**Problem to work on:** All entries below are to be set down again, identical to the source.

Object location annotation data:
----
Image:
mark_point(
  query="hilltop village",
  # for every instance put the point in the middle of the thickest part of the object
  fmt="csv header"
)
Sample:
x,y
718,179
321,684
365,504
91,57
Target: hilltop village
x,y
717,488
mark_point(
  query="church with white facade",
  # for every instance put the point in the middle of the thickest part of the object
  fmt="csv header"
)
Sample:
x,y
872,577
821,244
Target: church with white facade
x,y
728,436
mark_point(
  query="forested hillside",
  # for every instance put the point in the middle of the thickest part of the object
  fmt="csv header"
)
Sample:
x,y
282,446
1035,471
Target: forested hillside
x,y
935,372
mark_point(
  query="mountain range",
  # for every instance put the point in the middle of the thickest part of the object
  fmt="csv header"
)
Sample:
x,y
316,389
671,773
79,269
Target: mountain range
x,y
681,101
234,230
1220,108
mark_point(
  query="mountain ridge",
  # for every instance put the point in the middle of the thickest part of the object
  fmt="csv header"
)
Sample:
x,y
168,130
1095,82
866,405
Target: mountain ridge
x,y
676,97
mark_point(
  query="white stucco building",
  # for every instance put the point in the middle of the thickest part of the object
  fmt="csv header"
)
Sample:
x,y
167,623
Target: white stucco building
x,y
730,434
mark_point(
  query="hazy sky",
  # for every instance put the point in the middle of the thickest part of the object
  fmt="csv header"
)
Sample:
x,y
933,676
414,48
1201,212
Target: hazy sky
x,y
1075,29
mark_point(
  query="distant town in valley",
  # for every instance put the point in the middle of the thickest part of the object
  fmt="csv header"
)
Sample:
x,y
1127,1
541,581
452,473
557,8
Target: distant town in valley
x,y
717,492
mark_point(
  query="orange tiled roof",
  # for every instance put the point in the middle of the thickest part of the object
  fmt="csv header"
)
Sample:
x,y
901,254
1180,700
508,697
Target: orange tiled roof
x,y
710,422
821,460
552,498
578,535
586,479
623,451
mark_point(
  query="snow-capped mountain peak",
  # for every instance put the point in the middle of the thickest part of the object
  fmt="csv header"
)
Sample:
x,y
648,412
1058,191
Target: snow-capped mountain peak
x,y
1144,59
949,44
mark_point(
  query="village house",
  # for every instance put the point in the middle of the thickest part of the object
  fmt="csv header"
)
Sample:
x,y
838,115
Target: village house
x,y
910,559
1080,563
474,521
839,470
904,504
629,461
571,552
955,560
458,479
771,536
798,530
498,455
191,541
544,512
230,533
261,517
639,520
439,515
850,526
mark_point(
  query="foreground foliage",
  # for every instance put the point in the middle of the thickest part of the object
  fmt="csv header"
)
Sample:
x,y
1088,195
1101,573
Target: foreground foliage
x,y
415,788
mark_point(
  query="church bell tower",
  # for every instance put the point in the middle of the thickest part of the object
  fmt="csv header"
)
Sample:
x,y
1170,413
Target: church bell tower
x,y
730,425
----
**Full output:**
Image:
mark_point(
  query="hilltop village",
  # for every instance put the point in the middle of the thickest part of the object
  fmt="csv header"
)
Sample:
x,y
718,179
321,684
365,504
91,57
Target: hilltop village
x,y
717,488
mark_point(
  query="church with white facade",
  # for every instance put the point in the middle of the thickest part of the object
  fmt="csv header"
)
Sample:
x,y
872,577
821,244
Target: church with white facade
x,y
728,436
mark_point(
  query="forested hillside",
  # for every instance put the point in the middle of the thickest part of the object
  fmt="csv header"
)
Sample:
x,y
282,446
1035,471
Target: forested hillside
x,y
935,372
mark_point(
  query="mountain range",
  # for every instance put the point in the middle of the thickest part of the object
  fmt="csv header"
)
Sample:
x,y
316,389
671,773
79,269
Target: mountain range
x,y
681,101
234,230
1220,108
mark_point(
  query="mountain ridge",
  # for every instance put the point in the middle of the thickest part of the object
  fmt="csv header"
)
Sample:
x,y
168,130
1095,82
866,405
Target: mountain ridge
x,y
676,97
mark_point(
  query="white stucco building",
  # for every instance put the point in the middle of the thickest part of the object
  fmt="csv header"
)
Sample:
x,y
167,623
Target: white stucco building
x,y
730,434
mark_point(
  query="hazy sky",
  # for every instance put the point in the middle of the thickest part of the object
  fmt="csv header"
)
Sample:
x,y
933,676
414,48
1201,212
Target: hazy sky
x,y
1075,29
mark_point(
  query="distant town in valley",
  # for every instance put the point in the middle of the thickest part of the object
  fmt="csv header"
)
Sample:
x,y
1127,1
541,581
452,473
557,8
Target: distant town in valley
x,y
717,492
mark_point(
  query="orange tiled roof",
  # for every instance put the point in the middle of the thickest part of the object
  fmt="csv header"
)
Sample:
x,y
901,254
1180,700
508,697
Target: orange tiled roof
x,y
710,422
821,460
552,498
578,535
586,479
623,451
mark_point(
  query="snow-capped mountain peak",
  # for every instance put the point in the middle of the thickest part of the object
  fmt="csv header"
)
Sample:
x,y
648,412
1058,191
Target: snow-capped mountain peak
x,y
1144,59
949,44
mark_point(
  query="village house",
  # for every instance put the point in the middle of the thickest part of the object
  fmt="csv header"
)
Sample:
x,y
838,115
Target: village house
x,y
910,559
1080,563
474,521
839,470
904,504
629,461
571,552
955,560
458,479
771,536
798,530
498,455
191,541
544,512
230,533
261,517
639,520
439,515
850,526
mark_point(
  query="foreground foliage",
  # for every instance put the point in the middle of the thickest part of the object
  fmt="csv header"
)
Sample:
x,y
1088,195
1101,573
Target: foreground foliage
x,y
415,788
mark_point(
  query="church bell tower",
  # for every instance put the point in the middle of the thickest part of the object
  fmt="csv header"
)
Sample:
x,y
1170,413
Target: church bell tower
x,y
730,425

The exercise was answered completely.